[Data supplied]:
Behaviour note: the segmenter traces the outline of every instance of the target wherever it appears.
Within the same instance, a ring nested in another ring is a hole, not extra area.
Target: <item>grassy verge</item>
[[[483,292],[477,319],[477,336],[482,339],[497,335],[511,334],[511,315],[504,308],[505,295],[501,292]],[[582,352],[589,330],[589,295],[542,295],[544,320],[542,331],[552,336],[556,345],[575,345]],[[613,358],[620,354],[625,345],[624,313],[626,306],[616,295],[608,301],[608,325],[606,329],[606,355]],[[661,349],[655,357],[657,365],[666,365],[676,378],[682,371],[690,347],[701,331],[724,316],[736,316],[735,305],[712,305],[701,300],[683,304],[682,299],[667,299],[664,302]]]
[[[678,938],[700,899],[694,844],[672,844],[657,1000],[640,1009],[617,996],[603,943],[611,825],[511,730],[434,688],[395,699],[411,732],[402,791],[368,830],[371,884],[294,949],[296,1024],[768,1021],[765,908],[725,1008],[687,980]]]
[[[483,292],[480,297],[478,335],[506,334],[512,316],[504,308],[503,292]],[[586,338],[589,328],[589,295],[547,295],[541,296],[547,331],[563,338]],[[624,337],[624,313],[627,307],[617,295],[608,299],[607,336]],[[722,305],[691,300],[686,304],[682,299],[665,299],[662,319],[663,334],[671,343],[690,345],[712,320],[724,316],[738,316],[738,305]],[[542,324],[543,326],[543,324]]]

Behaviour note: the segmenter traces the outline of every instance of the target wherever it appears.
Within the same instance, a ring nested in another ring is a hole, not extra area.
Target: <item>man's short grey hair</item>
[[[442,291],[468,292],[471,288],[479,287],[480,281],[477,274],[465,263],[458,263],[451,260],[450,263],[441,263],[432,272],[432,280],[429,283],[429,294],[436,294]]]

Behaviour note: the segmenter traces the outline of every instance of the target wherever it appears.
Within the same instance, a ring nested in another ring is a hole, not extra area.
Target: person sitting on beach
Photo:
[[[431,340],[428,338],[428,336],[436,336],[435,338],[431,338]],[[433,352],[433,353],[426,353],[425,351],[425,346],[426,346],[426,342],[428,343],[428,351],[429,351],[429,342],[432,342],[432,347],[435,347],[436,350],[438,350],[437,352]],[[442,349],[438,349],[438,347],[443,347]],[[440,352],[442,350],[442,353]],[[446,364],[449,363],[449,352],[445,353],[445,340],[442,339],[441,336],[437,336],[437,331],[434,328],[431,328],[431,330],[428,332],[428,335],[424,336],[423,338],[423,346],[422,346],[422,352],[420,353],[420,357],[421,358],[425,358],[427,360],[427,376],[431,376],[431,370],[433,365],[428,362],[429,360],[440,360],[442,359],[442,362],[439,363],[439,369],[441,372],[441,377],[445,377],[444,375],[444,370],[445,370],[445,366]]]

[Goal of the exercise]: Write out the lines of the entries, word for word, from the first through the one containing "Target: person sitting on beach", and stop at that line.

[Response]:
Behaviour note: the segmenter traces the outline of every instance of the target wherever it appears.
Within the same instance, a ring nested in another ring is a hole, not extra area.
Target: <item>grassy verge</item>
[[[483,292],[477,319],[477,336],[482,339],[497,335],[511,334],[511,315],[504,308],[505,295],[501,292]],[[582,352],[589,330],[589,295],[542,295],[544,320],[542,331],[552,336],[556,345],[575,345]],[[613,358],[620,354],[625,345],[624,313],[626,306],[616,295],[608,301],[608,325],[606,329],[606,355]],[[661,349],[655,357],[657,365],[666,365],[676,378],[682,371],[690,347],[701,331],[724,316],[736,316],[735,305],[712,305],[701,300],[683,304],[682,299],[667,299],[664,302]]]
[[[678,938],[700,899],[694,844],[672,844],[657,1000],[640,1009],[617,996],[603,943],[611,825],[511,730],[434,688],[395,699],[411,732],[402,791],[368,830],[371,884],[294,949],[296,1024],[768,1021],[765,908],[725,1008],[687,980]]]
[[[483,292],[480,297],[478,335],[506,334],[512,316],[504,308],[503,292]],[[586,338],[589,328],[589,295],[547,295],[541,296],[547,331],[563,338]],[[624,337],[624,313],[627,307],[617,295],[608,299],[607,336]],[[722,305],[691,300],[686,304],[682,299],[665,299],[662,319],[663,334],[671,343],[690,345],[712,320],[724,316],[738,316],[738,305]],[[542,324],[543,326],[543,324]]]

Behaviour note: the segmenter traces the outline of every instance of the target wherever it appears.
Within the same instance, a ring nested in another ring is a hole, not extra area.
Target: <item>man's short grey hair</item>
[[[442,291],[468,292],[471,288],[479,287],[480,281],[477,274],[465,263],[458,263],[451,260],[450,263],[441,263],[432,272],[432,280],[429,283],[429,294],[436,294]]]

Behaviour note: the segmenter traces the outline of every instance of the target wherever it appears.
Within the same instance, a ring nested in another ring is a hole, not extra area.
Target: person sitting on beach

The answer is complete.